== Given entries ==
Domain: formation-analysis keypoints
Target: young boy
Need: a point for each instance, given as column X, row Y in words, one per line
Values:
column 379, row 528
===
• **Directions for this task**
Repeat every entry exactly. Nothing may be dropped.

• **Solution for this task**
Domain: formation-analysis keypoints
Target: young boy
Need: a point for each instance, given as column X, row Y in words, one per line
Values:
column 379, row 528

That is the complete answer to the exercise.